Re: [gradle-dev] dependency resolution algorithm

Adam Murdoch Thu, 29 Sep 2011 00:39:39 -0700

On 28/09/2011, at 7:40 PM, Hans Dockter wrote:

> 
> 
> On Wed, Sep 28, 2011 at 7:03 AM, Adam Murdoch <[email protected]> 
> wrote:
> 
> On 26/09/2011, at 8:22 PM, Luke Daley wrote:
> 
>> 
>> On 26/09/2011, at 6:34 AM, Adam Murdoch wrote:
>> 
>>> When resolving a dependency descriptor:
>>> * We look for a matching dependency in the cache for each resolver. We 
>>> don't invoke the resolvers at this stage. If a matching cached value is 
>>> found that has not expired, we use the cached value, and stop looking.
>>> * Otherwise, we attempt to resolve the dependency using each resolver in 
>>> turn. We stop on the first resolver that can resolve the dependency.
>>> * If this fails, and an expired entry was found in the cache, use that 
>>> instead.

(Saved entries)
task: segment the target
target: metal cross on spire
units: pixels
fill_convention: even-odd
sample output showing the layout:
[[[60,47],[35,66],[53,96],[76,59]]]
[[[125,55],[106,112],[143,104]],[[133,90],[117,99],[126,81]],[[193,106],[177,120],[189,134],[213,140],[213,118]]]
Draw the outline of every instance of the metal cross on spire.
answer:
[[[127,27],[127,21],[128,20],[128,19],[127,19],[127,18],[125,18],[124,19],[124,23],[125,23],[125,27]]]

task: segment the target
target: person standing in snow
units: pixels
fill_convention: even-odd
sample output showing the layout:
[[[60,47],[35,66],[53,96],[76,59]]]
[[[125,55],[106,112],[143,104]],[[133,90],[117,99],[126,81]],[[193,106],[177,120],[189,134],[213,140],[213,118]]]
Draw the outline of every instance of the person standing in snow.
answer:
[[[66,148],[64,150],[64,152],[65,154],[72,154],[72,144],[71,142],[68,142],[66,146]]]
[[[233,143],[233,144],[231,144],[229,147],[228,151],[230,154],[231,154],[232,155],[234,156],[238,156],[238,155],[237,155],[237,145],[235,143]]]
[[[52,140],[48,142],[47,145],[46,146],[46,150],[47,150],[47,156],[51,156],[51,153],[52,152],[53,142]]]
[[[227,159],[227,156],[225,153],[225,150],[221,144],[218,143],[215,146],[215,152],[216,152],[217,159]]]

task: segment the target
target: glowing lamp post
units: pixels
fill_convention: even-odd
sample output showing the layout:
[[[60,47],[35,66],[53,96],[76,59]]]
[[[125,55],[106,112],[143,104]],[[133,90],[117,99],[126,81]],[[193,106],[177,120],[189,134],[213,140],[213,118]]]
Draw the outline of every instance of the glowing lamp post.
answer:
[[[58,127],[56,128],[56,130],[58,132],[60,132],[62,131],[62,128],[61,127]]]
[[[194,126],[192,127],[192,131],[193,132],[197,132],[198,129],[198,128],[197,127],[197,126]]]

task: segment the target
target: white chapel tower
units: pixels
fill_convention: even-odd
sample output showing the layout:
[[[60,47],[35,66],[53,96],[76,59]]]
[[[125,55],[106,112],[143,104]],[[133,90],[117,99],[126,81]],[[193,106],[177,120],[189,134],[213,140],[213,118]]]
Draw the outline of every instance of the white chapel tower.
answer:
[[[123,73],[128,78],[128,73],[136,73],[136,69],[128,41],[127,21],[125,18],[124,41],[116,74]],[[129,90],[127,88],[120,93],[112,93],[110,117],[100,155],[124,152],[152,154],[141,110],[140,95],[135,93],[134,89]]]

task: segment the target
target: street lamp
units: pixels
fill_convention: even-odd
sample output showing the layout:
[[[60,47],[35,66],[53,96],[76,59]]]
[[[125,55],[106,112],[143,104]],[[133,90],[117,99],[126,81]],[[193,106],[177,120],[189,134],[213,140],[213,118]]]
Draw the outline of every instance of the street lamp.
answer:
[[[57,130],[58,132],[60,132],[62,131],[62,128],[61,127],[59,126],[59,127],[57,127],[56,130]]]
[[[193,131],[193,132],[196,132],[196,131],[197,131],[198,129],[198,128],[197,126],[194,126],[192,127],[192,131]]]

### GOAL OF THE EXERCISE:
Carry on the email thread about the Gradle dependency resolution algorithm, starting right after its last sentence.

### OUTPUT OF THE TASK:
>>> * We remember which resolver found the module, for downloading the 
>>> artifacts later.
>>> 
>>> When resolving an artifact, we delegate directly to the resolver where the 
>>> artifact's module was found.
>>> 
>>> Also, we apply the same expiry time for all dynamic revisions. This 
>>> includes snapshot revisions, changing = true, anything that matches a 
>>> changing pattern, version ranges, dynamic revisions (1.2+, etc) and 
>>> statuses (latest.integration). When we resolve a dynamic dependency 
>>> descriptor, we persist the module that we ended up resolving to, and we use 
>>> that value until the expiry is reached.
>>> 
>>> Some implications of this:
>>> 
>>> * We're making a performance-accuracy trade-off here. Which means we'll 
>>> probably need some way to tweak the behaviour. Not sure exactly how this 
>>> might look, yet. I'd start with a simple time-to-live property on each 
>>> configuration, and let the use cases drive anything beyond that.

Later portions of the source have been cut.